DOCUMENT TEXT →
RE: looking for faster Ideas...

George Gallen Tue, 27 Jan 2004 15:34:40 -0800

Title: RE: looking for faster Ideas...

I thought of that, but soundex only works on the first three letters, if I remember correctly.

or it only encodes the first three letters, then remaining are unchanged.

The main problem is I can't isolate a last name from the source, it comes in as a full name,

and if I use the full name as given to us by the consumer, there is a chance it won't be in

the same exact format as in the file from the rental, might be missing the middle initial

one may have a married hyphenated name, one could be a shortened or different first name

(ie. betty instead of elizabeth, or jack instead john......etc).

Since my original was a list of if/thens, looks like the I'm not going to be able to gain much

in speed any other way with straight programming (that is no temp files, or files to bounce off).

George

-----Original Message-----
From: Jeff Schasny [mailto:[EMAIL PROTECTED]
Sent: Tuesday, January 27, 2004 5:12 PM
To: U2 Users Discussion List
Subject: RE: looking for faster Ideas...

I suppose you could soundex the whole thing
-----Original Message-----
From: Geoffrey Mitchell [mailto:[EMAIL PROTECTED]
Sent: Tuesday, January 27, 2004 2:59 PM
To: U2 Users Discussion List
Subject: RE: looking for faster Ideas...

We do something like this, using a "match code" composed of fragments of data concatenated together. I think we use a delimiter, but you wouldn't need to.

RECORD EXCERPTS →
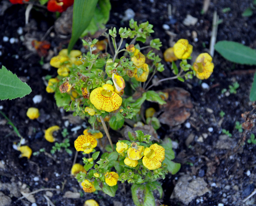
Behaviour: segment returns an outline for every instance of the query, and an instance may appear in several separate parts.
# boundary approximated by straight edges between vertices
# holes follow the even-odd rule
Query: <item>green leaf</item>
[[[72,35],[68,47],[69,53],[89,25],[97,2],[98,0],[75,0],[74,1]]]
[[[250,100],[251,101],[256,101],[256,73],[254,75],[253,83],[252,89],[251,89],[250,93]]]
[[[0,100],[22,98],[31,91],[27,83],[22,82],[16,74],[2,66],[0,69]]]
[[[220,41],[214,46],[215,50],[228,60],[235,63],[256,65],[256,51],[235,42]]]
[[[116,184],[114,186],[110,186],[107,184],[105,182],[103,182],[103,187],[102,188],[102,191],[103,192],[108,194],[111,197],[115,197],[116,192],[118,186]]]

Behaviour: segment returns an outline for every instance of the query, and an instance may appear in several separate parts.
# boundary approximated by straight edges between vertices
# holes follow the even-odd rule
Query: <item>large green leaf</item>
[[[2,66],[0,69],[0,100],[21,98],[31,91],[27,83],[21,82],[16,74]]]
[[[68,49],[69,52],[89,25],[94,14],[98,0],[75,0],[73,10],[72,36]]]
[[[218,42],[214,48],[231,61],[242,64],[256,65],[256,51],[242,44],[222,41]]]

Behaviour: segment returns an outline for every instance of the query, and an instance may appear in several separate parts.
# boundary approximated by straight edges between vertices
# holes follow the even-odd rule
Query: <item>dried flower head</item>
[[[107,172],[105,174],[105,181],[108,185],[111,186],[114,186],[117,184],[117,180],[119,176],[116,172]]]
[[[187,39],[181,39],[173,46],[174,54],[178,59],[185,59],[190,56],[193,46],[188,44]]]
[[[90,95],[92,103],[98,109],[110,112],[118,109],[122,103],[122,98],[114,91],[113,86],[108,84],[93,90]]]
[[[200,79],[209,78],[213,71],[214,65],[212,62],[212,58],[207,53],[200,54],[193,64],[196,77]]]
[[[164,159],[164,149],[157,144],[145,149],[142,159],[143,164],[149,170],[155,170],[160,167]]]

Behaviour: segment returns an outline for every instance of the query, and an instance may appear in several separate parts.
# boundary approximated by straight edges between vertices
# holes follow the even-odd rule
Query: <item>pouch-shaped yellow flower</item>
[[[187,59],[190,56],[193,46],[188,44],[188,40],[181,39],[173,46],[174,54],[178,59]]]
[[[108,185],[112,186],[117,184],[117,180],[119,176],[116,172],[107,172],[105,174],[105,181]]]
[[[160,167],[164,159],[164,149],[162,146],[154,144],[144,150],[142,162],[149,170],[155,170]]]
[[[212,62],[212,58],[207,53],[200,54],[193,64],[196,77],[199,79],[209,78],[213,71],[214,65]]]
[[[88,154],[97,146],[97,140],[93,135],[88,134],[78,136],[75,141],[75,147],[77,151],[83,151]]]
[[[45,131],[44,138],[48,142],[53,142],[55,141],[55,138],[52,135],[52,133],[55,131],[60,129],[60,127],[57,125],[49,127]]]
[[[146,82],[148,77],[148,73],[149,72],[149,69],[148,68],[148,65],[147,64],[143,64],[141,67],[141,68],[143,70],[143,73],[141,75],[139,76],[137,72],[138,69],[135,68],[134,69],[134,76],[137,81],[144,82]]]
[[[96,190],[94,185],[88,179],[85,179],[82,183],[83,189],[86,193],[93,193]]]
[[[108,84],[96,88],[91,93],[90,101],[98,109],[108,112],[116,110],[122,104],[122,98],[114,90],[113,86]]]
[[[30,158],[32,154],[32,150],[28,146],[21,146],[17,148],[17,149],[21,153],[20,157],[26,157],[28,159]]]
[[[129,158],[132,160],[139,160],[142,158],[141,153],[144,148],[143,146],[138,146],[137,143],[133,142],[127,150],[127,155]]]

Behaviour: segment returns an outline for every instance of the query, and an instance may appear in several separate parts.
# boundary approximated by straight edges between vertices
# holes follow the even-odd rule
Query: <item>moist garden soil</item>
[[[135,20],[139,23],[148,21],[154,25],[155,32],[152,36],[154,38],[159,38],[163,44],[160,55],[162,56],[162,52],[170,46],[171,36],[163,28],[163,25],[166,24],[169,27],[167,30],[176,35],[173,41],[182,38],[188,39],[193,46],[196,57],[200,53],[209,52],[213,13],[216,11],[222,21],[218,25],[217,41],[233,41],[255,48],[255,12],[250,17],[243,17],[241,15],[250,6],[252,1],[213,0],[208,11],[202,14],[203,1],[111,1],[110,17],[107,26],[127,26],[128,21],[122,19],[125,11],[131,9],[135,12]],[[171,5],[171,17],[168,12],[168,4]],[[13,146],[19,142],[20,138],[0,115],[0,205],[3,205],[3,197],[8,199],[10,205],[31,205],[27,199],[18,198],[26,192],[47,188],[59,188],[60,190],[50,189],[52,193],[47,192],[47,196],[45,195],[46,190],[33,194],[37,205],[47,205],[49,201],[47,198],[56,206],[82,205],[85,200],[92,198],[101,206],[133,205],[130,185],[119,184],[116,196],[111,197],[101,191],[97,194],[84,194],[76,179],[70,176],[76,153],[74,141],[82,133],[84,128],[82,126],[75,131],[73,129],[89,124],[58,108],[53,95],[46,92],[44,77],[48,75],[55,76],[57,70],[47,67],[49,59],[47,58],[44,58],[42,66],[37,53],[25,45],[28,39],[22,40],[28,35],[34,39],[41,40],[54,25],[56,16],[45,8],[35,7],[31,11],[29,23],[25,25],[26,6],[12,5],[6,0],[0,3],[0,65],[4,65],[26,82],[32,92],[21,99],[0,101],[0,108],[25,138],[26,145],[33,152],[42,148],[44,148],[46,152],[32,155],[28,160],[19,158],[20,152],[14,149]],[[230,9],[224,12],[223,9],[225,8]],[[187,14],[197,18],[195,24],[188,26],[182,23]],[[22,34],[17,32],[20,27],[23,29]],[[51,44],[49,53],[52,56],[61,48],[66,48],[70,37],[61,38],[53,28],[51,32],[46,35],[45,39]],[[11,44],[10,41],[4,41],[4,37],[17,40]],[[81,43],[78,42],[75,48],[80,49],[81,47]],[[192,57],[193,59],[195,57]],[[256,186],[256,146],[247,142],[251,133],[256,133],[254,128],[248,133],[244,144],[234,151],[243,137],[243,133],[236,129],[235,122],[243,123],[241,114],[252,109],[249,96],[254,68],[231,63],[216,52],[213,62],[215,65],[213,73],[207,80],[202,81],[194,78],[184,83],[173,81],[164,82],[153,88],[156,91],[174,87],[182,88],[190,94],[189,98],[193,106],[193,108],[186,109],[190,115],[184,122],[172,127],[163,124],[157,131],[160,138],[167,136],[173,141],[176,146],[174,149],[176,157],[174,161],[181,165],[177,174],[168,175],[161,181],[164,192],[161,202],[168,205],[185,205],[180,199],[170,198],[179,178],[185,174],[194,179],[202,178],[208,190],[208,192],[195,198],[189,205],[217,205],[221,203],[226,205],[255,205],[254,196],[245,203],[242,202]],[[165,64],[165,70],[157,74],[156,79],[173,75],[171,64],[164,61],[163,63]],[[231,93],[229,85],[236,82],[240,85],[237,93]],[[206,83],[209,88],[203,88],[203,83]],[[227,92],[222,93],[224,89],[227,89]],[[32,100],[36,95],[43,97],[39,103],[34,103]],[[145,107],[147,106],[146,104]],[[41,116],[37,120],[31,120],[27,116],[26,112],[30,107],[39,109]],[[157,109],[160,109],[157,107]],[[219,114],[221,111],[225,114],[223,117]],[[169,120],[172,118],[170,116]],[[64,128],[67,130],[72,155],[64,149],[53,155],[50,154],[54,144],[44,139],[44,131],[54,125],[60,126],[61,131]],[[232,137],[228,138],[222,133],[222,129],[229,131]],[[119,133],[113,137],[116,142],[118,139],[123,138]],[[60,142],[64,139],[59,131],[56,141]],[[82,162],[81,153],[78,154],[77,162]],[[24,191],[26,188],[27,190]],[[80,194],[81,197],[70,198],[66,193],[69,191],[74,193],[75,196]],[[22,194],[21,192],[23,193]],[[156,194],[156,198],[157,196]]]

DIRECTION 1 → Reproduce the part of the thread from "the same exact" to "jack instead john......etc).".
DIRECTION 2 → Turn the paragraph of the thread that begins "We do something like this" into a brief list that keeps its main facts.
The records play no part in this work; only the thread matters.

REPLY 1 →
the same exact format as in the file from the rental, might be missing the middle initial

one may have a married hyphenated name, one could be a shortened or different first name

(ie. betty instead of elizabeth, or jack instead john......etc).

REPLY 2 →
- The writer's group does something similar.
- They use a "match code" made of data fragments concatenated together.
- The writer thinks they use a delimiter, but one wouldn't be needed.